#### EXCERPT PROVIDED ####

I have replaced under warranty:
The radio 3 times.
The sensor that drives the tachometer.
Various oil leaks fixed with new gaskets.

I had to fix the following myself:
The front suspension upper control arms and tie rod ends ( $800).

The ABS electronic module ( $500 part new but I had it
repaired for $250 ).

The ignition control module ( $400 part ) .

The timing belt, a maintenance item, was replaced at 100000
miles.

The radio was finally replaced with an Alpine radio which is far superior to the original VW radio. The tach speed sensor is acting up again.

The Passat is a nice car in many ways but the front suspension control arms and the various electronic modules shouldn't be failing. I probably should consider selling the car soon.

The mechanic, who worked on my car lately, said the problems I have had are pretty common with this car.


.

#### EXTRACTED RECORDS ####

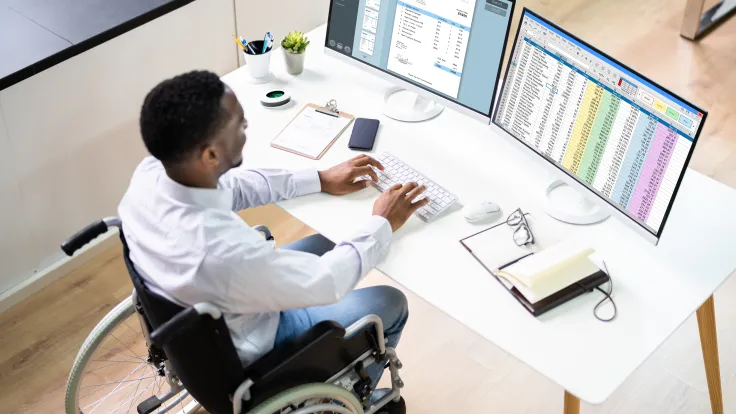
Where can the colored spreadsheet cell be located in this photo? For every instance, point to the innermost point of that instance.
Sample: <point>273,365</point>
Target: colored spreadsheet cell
<point>622,142</point>
<point>634,160</point>
<point>599,137</point>
<point>583,127</point>
<point>660,106</point>
<point>672,113</point>
<point>652,172</point>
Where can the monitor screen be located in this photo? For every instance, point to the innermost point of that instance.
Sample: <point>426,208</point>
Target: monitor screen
<point>452,48</point>
<point>619,134</point>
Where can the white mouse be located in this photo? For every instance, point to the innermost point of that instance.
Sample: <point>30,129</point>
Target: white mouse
<point>482,211</point>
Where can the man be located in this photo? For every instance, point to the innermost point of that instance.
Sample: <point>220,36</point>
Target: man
<point>189,245</point>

####

WORK INSTRUCTIONS
[a] Answer these about the Passat repair account:
(i) How many times was the radio replaced under warranty?
(ii) At what mileage was the timing belt replaced?
(iii) What brand of radio finally replaced the original one?
[b] Duplicate the Passat repair account from "The sensor that" to "for $250 ).".
The rows aren't needed for anything here.

SOLUTIONS
[a]
(i) 3 times
(ii) 100000 miles
(iii) Alpine

[b]
The sensor that drives the tachometer.
Various oil leaks fixed with new gaskets.

I had to fix the following myself:
The front suspension upper control arms and tie rod ends ( $800).

The ABS electronic module ( $500 part new but I had it
repaired for $250 ).